This Old Testament story has Elisha the Prophet healing the Syrian soldier Naaman at a distance by asking him to do something that Naaman thought “beneath him.” At first, Elisha irked Naaman. He was too important to lower himself to wash in the muddy, ugly Jordan River to heal his skin problem. It took common folk like his servants to ask why he was balking at doing something easy, when he could have been asked to do something hard? Of course, Naaman thought it was hard because he thought it beneath his dignity. It only looked easy for his servants because they were already in a lower place. Naaman finally “got it,” washed, and was healed. He took the lower place by obeying a prophet from a foreign place.
Last, before we actually look at this story in Luke 7, let me talk about some things about its ancient social setting. In the world of Roman Israel there were people who had wealth and power, and those who didn’t, and the two groups did not change. However, rich people really needed the poor to do the physical work that kept them rich. So, as a method of survival for the poor, the rich would often be willing to do favours for them. The rich became known as patrons. It was culturally understood that the patron could ask for repayment of the favour at any time and in any way. The poor persons, called clients, would have no choice but to comply. Whole families of clients often became attached to patrons through many generations. Wealthier patrons attracted many clients, and survived by calling in favours. It was also often the case that a patron could act as a middleman or broker of favours for someone even higher-up (for example the governor or the emperor).Such patron/client/broker relationships would have been taken for granted by Luke’s audience in the latter first century CE, and we need to understand them too to enrich our understanding of our Gospel story in Luke 7.
Once again, here’s the story. After Jesus preached his Sermon on the Plain in Luke 6, he went back to the village of Capernaum and set up housekeeping. It seems that there was a Roman centurion in the village with a valued servant who was near death. This centurion would have been a powerful person in the little village, and was concerned about his servant (perhaps only as an investment), so, presumably, having heard of Jesus’ prowess at healing and that he was back in town, sent a delegation of the elders from the local synagogue to summon him. We might ask why these folk, not known for their love of the Roman army of occupation, would do that for him? We learn right away. One of the elders says that this centurion “loves our people.” Now, remember how many times I’ve said to you that, in the Bible, words like “love” and “hate” are not about feeling things, but “doing things.” The centurion loved them by building a synagogue in the village. That means, he was the synagogue’s patron, and he had called in a favour. He said go, they went. Jesus accompanied the elders as an obedient Jew.

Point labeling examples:
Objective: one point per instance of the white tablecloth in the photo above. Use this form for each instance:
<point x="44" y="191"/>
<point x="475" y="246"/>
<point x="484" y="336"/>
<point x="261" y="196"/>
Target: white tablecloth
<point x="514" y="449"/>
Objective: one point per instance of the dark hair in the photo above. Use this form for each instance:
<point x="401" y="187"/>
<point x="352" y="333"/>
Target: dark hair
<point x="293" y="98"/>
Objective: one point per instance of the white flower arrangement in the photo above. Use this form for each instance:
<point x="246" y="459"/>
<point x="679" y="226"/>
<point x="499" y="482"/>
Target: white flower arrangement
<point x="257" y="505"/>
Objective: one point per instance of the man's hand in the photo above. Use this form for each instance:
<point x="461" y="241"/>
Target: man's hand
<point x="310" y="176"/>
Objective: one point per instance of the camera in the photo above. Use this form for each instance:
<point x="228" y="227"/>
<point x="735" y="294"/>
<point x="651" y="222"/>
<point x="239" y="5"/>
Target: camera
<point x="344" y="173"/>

STATED PROBLEM 1: In the text on the Luke 7 story, rewrite the paragraph beginning "Last, before we actually look at this story" as a short bulleted list that keeps its main facts.
STATED PROBLEM 2: Write the next part of the text on the Luke 7 story, starting after its final sentence.

FINAL RESULT 1:
- In Roman Israel, people with wealth and power and people without them formed two groups that did not change.
- The rich needed the poor to do the physical work that kept them rich, so they often did favors for the poor as a way for the poor to survive.
- The rich were known as patrons and could ask for repayment of a favor at any time and in any way. The poor, called clients, had no choice but to comply.
- Whole families of clients were often attached to patrons through many generations. Wealthier patrons attracted many clients and survived by calling in favors.
- A patron could also act as a middleman or broker of favors for someone higher up, such as the governor or the emperor.
- Luke's audience in the latter first century CE took these patron/client/broker relationships for granted, and understanding them enriches our reading of the story in Luke 7.

FINAL RESULT 2:
But, as they neared the centurion’s house, they were met by a group of the centurion’s “friends” that withdrew the invitation. The title “friend” in that day, most times, meant a social equal with the patron, so these folks would have been upper class gentiles. They did not mean to insult Jesus, but, perhaps to save this Jew from becoming unclean by coming in contact with gentiles. I doubt that from the way Jesus had already dealt with purity laws. I rather think what I said before that the centurion “got” that faith is an action that imitates what God does, and takes the lower place. Bringing Jesus under his roof would be treating him as just another client, and this the centurion was not willing to do. In fact he made himself a client of this itinerant preacher who would be far beneath him on anybody’s social register. He treated Jesus as the one with more authority, as a patron or, perhaps, a broker, of God’s healing gifts. Those terms may sound a little crass in our ears, but the situation would have sounded perfectly normal in the ears of Luke’s congregation. The centurion’s “friends” quote him even further:
But only speak the word, and let my servant be healed. For I am also a man set under authority, with soldiers under me; and I say to one, “Go,” and he goes, and to another, “Come,” and he comes, and to my slave, “Do this,” and the slave does it.”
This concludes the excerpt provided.